→ YOUR TASKS:
**a.** In the post about measuring HTML tag changes, why does the scraper cache the initial tag count? Answer in one to three sentences.
**b.** Carry on the post about measuring HTML tag changes, starting right after its closing note about the tags.

→ TEXT EXCERPT:
------------------------------

1
$\begingroup$

I've been trying to a find a statistics-esque formula for calculating the rate of change for html tags which are either added or removed from various websites.

So, for example, with the scraper I'm writing, I obtain the initial tag count and then cache that value. Later, on the next round, I compare the current tag count obtained with the past tag count, and calculate a percentage based on the differences between the two in terms of rate of change.

Other factors are included here, such as the number of times the website has been scraped, as well the dates these scrapes occur, etc.

What would be the ideal formula for something of this nature?

Note: guessing the tags here, not sure if these are correct if there are more options.

------------------------------

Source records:
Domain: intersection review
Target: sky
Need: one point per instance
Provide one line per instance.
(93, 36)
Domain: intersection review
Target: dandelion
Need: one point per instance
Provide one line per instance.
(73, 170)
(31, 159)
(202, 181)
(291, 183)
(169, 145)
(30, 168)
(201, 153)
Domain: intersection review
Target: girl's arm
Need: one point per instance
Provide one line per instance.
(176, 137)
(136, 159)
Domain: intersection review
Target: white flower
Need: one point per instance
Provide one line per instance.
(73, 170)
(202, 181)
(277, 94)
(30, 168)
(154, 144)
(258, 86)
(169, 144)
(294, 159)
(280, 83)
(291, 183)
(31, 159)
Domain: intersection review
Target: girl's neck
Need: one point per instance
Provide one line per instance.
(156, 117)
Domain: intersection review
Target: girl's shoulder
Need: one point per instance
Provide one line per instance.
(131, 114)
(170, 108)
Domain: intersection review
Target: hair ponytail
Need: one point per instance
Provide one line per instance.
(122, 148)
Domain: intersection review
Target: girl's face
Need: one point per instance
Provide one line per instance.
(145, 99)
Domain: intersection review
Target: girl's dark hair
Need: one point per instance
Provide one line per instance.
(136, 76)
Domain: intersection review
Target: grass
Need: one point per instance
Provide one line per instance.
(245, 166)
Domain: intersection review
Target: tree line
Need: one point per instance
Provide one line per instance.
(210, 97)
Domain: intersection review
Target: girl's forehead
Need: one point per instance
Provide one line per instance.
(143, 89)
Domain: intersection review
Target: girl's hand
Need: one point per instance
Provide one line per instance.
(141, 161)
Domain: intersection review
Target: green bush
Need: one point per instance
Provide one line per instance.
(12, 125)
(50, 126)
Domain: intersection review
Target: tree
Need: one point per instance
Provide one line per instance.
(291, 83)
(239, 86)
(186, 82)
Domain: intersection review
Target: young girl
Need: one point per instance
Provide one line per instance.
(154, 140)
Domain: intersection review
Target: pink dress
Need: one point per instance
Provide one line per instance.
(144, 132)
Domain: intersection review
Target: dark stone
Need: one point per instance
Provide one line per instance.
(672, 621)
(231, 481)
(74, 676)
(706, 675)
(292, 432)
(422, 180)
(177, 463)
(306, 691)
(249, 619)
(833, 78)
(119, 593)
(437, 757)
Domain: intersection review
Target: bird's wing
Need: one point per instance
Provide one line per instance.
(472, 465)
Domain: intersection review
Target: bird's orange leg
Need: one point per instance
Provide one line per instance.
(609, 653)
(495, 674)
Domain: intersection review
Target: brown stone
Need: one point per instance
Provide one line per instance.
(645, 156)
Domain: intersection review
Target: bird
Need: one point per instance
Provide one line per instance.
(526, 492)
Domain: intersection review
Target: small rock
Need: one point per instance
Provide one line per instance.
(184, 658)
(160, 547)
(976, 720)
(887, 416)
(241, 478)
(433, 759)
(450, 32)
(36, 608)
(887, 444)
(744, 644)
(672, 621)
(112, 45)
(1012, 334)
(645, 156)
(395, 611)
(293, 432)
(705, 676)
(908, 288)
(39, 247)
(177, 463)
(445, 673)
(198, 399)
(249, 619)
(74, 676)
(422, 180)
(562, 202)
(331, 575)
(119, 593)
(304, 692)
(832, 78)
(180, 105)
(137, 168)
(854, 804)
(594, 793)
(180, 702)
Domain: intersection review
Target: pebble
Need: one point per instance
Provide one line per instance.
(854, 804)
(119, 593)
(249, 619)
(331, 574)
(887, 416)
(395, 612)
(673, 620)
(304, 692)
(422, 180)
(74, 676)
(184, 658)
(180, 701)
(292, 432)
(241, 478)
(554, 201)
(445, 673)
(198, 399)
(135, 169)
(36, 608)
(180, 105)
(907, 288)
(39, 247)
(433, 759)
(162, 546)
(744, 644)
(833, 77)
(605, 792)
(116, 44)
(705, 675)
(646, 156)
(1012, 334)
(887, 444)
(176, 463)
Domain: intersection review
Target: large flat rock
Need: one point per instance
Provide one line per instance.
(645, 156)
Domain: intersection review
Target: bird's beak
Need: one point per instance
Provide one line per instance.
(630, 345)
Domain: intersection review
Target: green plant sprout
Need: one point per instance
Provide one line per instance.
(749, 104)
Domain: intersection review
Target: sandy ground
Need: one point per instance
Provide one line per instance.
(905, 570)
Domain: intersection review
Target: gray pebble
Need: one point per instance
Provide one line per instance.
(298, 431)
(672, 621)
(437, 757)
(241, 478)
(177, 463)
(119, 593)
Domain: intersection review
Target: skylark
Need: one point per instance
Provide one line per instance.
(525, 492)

------------------------------

→ OUTPUTS IN ORDER:
**a.** The scraper caches the initial count so that on the next round it can compare the current tag count with that past count. From the difference between the two, it calculates a percentage as the rate of change.

**b.**
1 Answers 1

1

Say you have a sequence, $a_n$, that represents the number of tags from the $t^{th}$ increment of time. The rate of change between times $t$ and $t+1$ is

$\Delta a=a_{t+1}-a_t$


Another way to try is to create an $m^{th}$ degree least-squares fit polynomial that create a smooth functions for the points. The approximate derivative at time $t$ can be obtained (exponent rule for derivatives or by other approximations).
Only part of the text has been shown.